→ **Requirement**:
Please transcribe the data below in full, word for word, without the images.
Segment Start: Supplied records
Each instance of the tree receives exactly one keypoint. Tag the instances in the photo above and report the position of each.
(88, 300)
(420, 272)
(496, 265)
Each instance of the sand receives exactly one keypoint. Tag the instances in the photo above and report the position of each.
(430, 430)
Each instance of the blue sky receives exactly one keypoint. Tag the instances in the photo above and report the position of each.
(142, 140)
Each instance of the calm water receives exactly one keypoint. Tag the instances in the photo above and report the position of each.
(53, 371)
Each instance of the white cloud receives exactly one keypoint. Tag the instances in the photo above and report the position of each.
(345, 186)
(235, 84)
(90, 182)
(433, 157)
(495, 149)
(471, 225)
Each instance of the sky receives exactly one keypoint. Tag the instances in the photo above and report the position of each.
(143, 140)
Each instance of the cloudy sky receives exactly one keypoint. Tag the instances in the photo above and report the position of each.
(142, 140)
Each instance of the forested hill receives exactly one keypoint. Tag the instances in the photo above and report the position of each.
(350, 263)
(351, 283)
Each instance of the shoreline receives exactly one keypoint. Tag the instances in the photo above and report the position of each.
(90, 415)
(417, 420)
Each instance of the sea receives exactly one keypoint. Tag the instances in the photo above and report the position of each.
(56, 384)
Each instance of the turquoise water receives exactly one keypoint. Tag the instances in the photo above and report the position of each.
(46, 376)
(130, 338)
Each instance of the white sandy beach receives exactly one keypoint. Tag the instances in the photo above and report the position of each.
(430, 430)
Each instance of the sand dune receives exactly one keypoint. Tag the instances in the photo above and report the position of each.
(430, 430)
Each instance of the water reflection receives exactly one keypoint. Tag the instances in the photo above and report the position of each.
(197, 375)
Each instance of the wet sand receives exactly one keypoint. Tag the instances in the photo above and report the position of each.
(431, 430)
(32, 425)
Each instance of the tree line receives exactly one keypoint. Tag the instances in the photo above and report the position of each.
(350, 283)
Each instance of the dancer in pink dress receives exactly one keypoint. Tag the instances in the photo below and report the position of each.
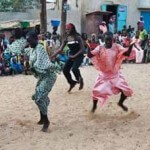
(107, 59)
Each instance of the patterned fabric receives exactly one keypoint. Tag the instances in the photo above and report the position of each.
(45, 71)
(110, 80)
(17, 46)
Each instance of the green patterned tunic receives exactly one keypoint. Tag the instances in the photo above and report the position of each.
(45, 71)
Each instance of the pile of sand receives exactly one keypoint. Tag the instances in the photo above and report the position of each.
(72, 125)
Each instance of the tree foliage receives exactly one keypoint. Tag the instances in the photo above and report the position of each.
(18, 5)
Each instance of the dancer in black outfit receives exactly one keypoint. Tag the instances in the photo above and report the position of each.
(74, 41)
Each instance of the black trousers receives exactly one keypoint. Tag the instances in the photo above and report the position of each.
(74, 65)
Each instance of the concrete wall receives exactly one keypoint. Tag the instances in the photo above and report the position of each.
(133, 12)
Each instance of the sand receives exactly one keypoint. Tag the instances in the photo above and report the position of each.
(73, 127)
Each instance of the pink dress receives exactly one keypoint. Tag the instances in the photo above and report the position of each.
(138, 50)
(110, 80)
(126, 43)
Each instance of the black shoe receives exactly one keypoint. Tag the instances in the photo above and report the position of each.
(72, 86)
(125, 108)
(81, 84)
(94, 106)
(41, 119)
(45, 124)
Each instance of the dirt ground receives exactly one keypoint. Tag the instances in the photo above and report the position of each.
(73, 127)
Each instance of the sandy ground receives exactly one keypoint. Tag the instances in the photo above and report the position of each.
(72, 125)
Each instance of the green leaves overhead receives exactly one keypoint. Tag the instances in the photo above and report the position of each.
(18, 5)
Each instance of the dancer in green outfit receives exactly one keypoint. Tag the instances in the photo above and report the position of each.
Segment End: Supplied records
→ **Exercise output**:
Each instance of the tree receives exactly one keypoint. Tag the instances in the photo above and report the position of each.
(88, 300)
(420, 272)
(496, 265)
Each instance of the sand receives exactly one keypoint. Tag the instances in the photo above and report the position of each.
(430, 430)
Each instance of the blue sky receives exactly one keypoint. Tag the instances in the photo above and report the position of each.
(142, 140)
Each instance of the calm water receives exactly one keypoint. Tag the instances in the photo above and report the position of each.
(53, 371)
Each instance of the white cloud receives exactly one keypoint. Tag the instances in the photo above and report the position of each.
(345, 186)
(235, 84)
(90, 182)
(433, 157)
(495, 149)
(471, 225)
Each instance of the sky receives exactly one keypoint. Tag the instances in the photo above and report the position of each.
(143, 140)
Each instance of the cloudy sky receives exactly one keypoint. Tag the instances in the photo above and report the position of each.
(142, 140)
Each instance of the forested hill receives exactly one keypoint. Tag the instances in the photo above and report the position of each.
(350, 263)
(351, 283)
Each instance of the shoreline receives exactly one keypoint. Tag the instances in the photo above and report the position of each.
(90, 415)
(417, 420)
Each instance of the sea receives exactly one keypoint. Tag the instances in the photo above and report the position of each.
(56, 384)
Each instance of the turquoise water receives exactly one keypoint. Tag the instances in the photo above and report the position of each.
(46, 376)
(130, 338)
Each instance of the white sandy beach receives exactly one keypoint. Tag the instances in the photo above and report the position of each.
(430, 430)
Each instance of the sand dune receives exactly one keypoint. Tag the instances in the photo above and report the position of each.
(430, 430)
Each instance of the water reflection receives exactly one keypoint. Tag the instances in the photo above and report the position of each.
(197, 375)
Each instance of the wet sand receives exactly one keypoint. Tag the instances in the photo above and report the position of each.
(431, 430)
(32, 425)
Each instance of the tree line receives exactly one keypoint. Tag the instances in the photo above and report the position of each.
(350, 283)
Each instance of the dancer in pink dress receives exactly one keypoint. Tag the instances in the photo below and report the position of each.
(107, 59)
Each instance of the patterned fabric receives exactly one keypoint. Tag the instances in the photo above and report the position of each.
(45, 71)
(110, 80)
(17, 46)
Each instance of the green patterned tunic receives exactly one keypoint. Tag the instances in the photo above and report the position of each.
(45, 71)
Each instance of the pile of sand receives exactly one keypoint. Tag the instances in the photo above and report the position of each.
(72, 125)
Each instance of the tree foliage receives exactly one keypoint. Tag the instances in the photo above and report the position of each.
(18, 5)
Each instance of the dancer in black outfit receives exactly one keypoint. Tag the instances in the photo above and report the position of each.
(74, 41)
Each instance of the black trousers receives exactly one keypoint. Tag the instances in the photo above and report the position of each.
(74, 65)
Each instance of the concrete wall receives exactly one keypoint. Tag the instances in the photo above and report the position of each.
(133, 12)
Each instance of the sand receives exactly one keypoint. Tag the instances in the photo above and report the position of each.
(73, 127)
Each instance of the pink dress receives exactly one keypoint. Tag the instances in the photo above and report the position of each.
(138, 50)
(110, 80)
(126, 43)
Each instance of the black shoe receives exactly one keypoint. Tag the instances in the photo above and report the position of each.
(72, 86)
(125, 108)
(81, 84)
(94, 106)
(41, 119)
(45, 124)
Each instance of the dirt ground receives exactly one keypoint. Tag the instances in the photo above and report the position of each.
(73, 127)
Each instance of the sandy ground receives exactly one keypoint. Tag the instances in the photo above and report the position of each.
(72, 125)
Each instance of the green leaves overhead receives exactly one keypoint. Tag the instances in the photo above and report the position of each.
(18, 5)
Each instance of the dancer in green outfit receives exactly one keypoint. Tag the instances in the photo above and report the position of each.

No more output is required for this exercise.